## Prompt
Which lines in the data contain the word "mountain"? Please copy each of them.

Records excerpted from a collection
BEGIN

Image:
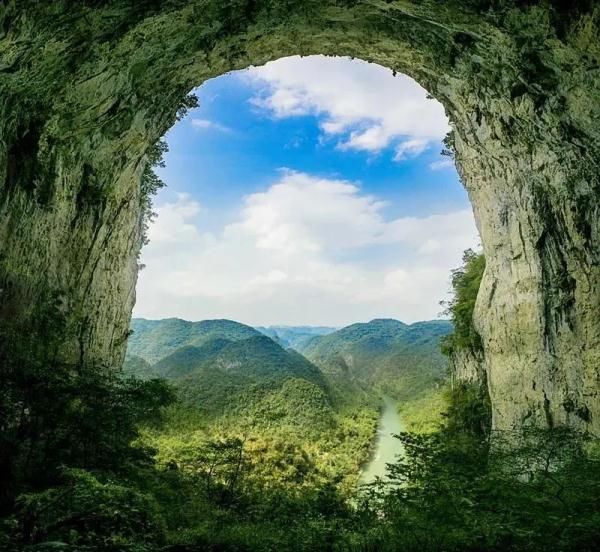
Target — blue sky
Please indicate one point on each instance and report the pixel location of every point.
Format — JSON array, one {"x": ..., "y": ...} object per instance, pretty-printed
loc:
[{"x": 307, "y": 191}]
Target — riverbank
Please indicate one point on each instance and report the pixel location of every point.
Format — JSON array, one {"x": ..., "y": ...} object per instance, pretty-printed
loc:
[{"x": 386, "y": 448}]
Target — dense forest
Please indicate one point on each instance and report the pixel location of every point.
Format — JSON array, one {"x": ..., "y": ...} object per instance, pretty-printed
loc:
[{"x": 217, "y": 437}]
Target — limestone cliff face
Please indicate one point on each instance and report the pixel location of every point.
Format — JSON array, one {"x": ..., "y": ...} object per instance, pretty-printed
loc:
[{"x": 85, "y": 90}]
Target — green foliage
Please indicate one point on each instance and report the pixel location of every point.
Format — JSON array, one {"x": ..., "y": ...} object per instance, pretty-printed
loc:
[
  {"x": 62, "y": 417},
  {"x": 534, "y": 490},
  {"x": 296, "y": 337},
  {"x": 465, "y": 286},
  {"x": 154, "y": 340},
  {"x": 86, "y": 511}
]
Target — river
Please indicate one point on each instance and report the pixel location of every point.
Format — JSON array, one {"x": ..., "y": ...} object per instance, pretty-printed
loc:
[{"x": 387, "y": 447}]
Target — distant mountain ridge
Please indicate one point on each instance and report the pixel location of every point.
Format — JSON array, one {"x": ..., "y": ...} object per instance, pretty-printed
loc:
[
  {"x": 153, "y": 340},
  {"x": 295, "y": 336},
  {"x": 398, "y": 358},
  {"x": 224, "y": 368}
]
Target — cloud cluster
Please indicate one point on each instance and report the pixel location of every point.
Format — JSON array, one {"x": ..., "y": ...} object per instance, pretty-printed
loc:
[
  {"x": 363, "y": 106},
  {"x": 303, "y": 251}
]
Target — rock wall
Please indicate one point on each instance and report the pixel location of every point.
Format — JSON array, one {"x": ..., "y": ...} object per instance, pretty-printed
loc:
[{"x": 87, "y": 88}]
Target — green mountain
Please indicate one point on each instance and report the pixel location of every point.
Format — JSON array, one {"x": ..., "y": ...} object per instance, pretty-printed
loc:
[
  {"x": 396, "y": 358},
  {"x": 295, "y": 337},
  {"x": 230, "y": 370},
  {"x": 153, "y": 340}
]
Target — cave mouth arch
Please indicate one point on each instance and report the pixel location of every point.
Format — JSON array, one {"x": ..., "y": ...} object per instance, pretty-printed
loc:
[
  {"x": 87, "y": 90},
  {"x": 270, "y": 217}
]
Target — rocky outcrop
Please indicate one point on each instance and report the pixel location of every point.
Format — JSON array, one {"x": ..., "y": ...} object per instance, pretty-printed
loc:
[{"x": 86, "y": 89}]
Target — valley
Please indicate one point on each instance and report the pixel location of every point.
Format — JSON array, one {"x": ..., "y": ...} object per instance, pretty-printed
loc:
[{"x": 313, "y": 406}]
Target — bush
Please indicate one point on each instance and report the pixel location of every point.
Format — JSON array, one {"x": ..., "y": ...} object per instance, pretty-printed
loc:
[{"x": 87, "y": 511}]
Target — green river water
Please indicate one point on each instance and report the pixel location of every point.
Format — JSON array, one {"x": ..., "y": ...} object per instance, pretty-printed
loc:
[{"x": 387, "y": 447}]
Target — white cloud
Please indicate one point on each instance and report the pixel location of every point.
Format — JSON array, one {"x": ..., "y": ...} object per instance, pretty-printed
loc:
[
  {"x": 296, "y": 254},
  {"x": 410, "y": 148},
  {"x": 364, "y": 106},
  {"x": 445, "y": 163},
  {"x": 206, "y": 124}
]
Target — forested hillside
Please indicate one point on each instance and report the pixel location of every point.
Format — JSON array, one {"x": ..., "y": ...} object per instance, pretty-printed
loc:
[
  {"x": 156, "y": 339},
  {"x": 401, "y": 360},
  {"x": 295, "y": 337},
  {"x": 251, "y": 388}
]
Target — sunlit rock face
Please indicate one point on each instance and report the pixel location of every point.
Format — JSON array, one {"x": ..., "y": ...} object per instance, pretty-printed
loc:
[{"x": 85, "y": 91}]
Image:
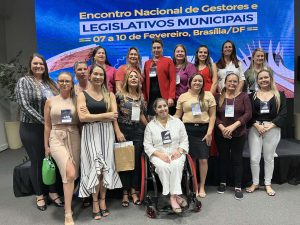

END

## Response box
Target — distant mountain ridge
Target — green mountain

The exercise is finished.